**PROBLEM DESCRIPTION**. Count the lines of the items below that contain the string "white", treating uppercase and lowercase as distinct, and reply with the number alone.

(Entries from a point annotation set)
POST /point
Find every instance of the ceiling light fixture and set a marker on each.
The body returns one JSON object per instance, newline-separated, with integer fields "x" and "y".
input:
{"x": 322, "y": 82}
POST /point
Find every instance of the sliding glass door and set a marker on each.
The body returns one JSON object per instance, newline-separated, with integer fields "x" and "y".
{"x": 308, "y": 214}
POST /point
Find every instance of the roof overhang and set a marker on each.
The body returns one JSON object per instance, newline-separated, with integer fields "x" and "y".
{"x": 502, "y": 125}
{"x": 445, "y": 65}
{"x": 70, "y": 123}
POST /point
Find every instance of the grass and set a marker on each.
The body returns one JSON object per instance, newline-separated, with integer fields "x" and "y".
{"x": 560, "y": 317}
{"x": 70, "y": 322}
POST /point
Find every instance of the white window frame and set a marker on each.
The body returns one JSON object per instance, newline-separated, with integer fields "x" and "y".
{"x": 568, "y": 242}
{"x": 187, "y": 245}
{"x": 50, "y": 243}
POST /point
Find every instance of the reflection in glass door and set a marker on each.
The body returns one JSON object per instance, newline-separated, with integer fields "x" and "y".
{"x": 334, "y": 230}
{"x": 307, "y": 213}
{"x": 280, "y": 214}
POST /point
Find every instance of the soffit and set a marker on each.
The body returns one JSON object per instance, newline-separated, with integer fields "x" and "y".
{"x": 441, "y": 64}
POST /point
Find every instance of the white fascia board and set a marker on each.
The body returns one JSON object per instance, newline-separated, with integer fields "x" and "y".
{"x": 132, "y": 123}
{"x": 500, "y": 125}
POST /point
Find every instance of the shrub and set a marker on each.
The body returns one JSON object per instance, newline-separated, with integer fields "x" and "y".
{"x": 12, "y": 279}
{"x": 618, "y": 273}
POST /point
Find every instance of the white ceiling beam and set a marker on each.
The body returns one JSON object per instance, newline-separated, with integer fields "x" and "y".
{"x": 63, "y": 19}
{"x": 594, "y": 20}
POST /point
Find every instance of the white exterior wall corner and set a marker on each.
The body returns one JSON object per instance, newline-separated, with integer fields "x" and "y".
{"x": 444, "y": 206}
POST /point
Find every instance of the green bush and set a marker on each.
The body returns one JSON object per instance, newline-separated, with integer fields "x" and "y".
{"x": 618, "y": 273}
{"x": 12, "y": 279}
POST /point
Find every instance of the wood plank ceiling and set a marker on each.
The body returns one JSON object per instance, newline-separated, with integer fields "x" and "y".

**FINAL RESULT**. 4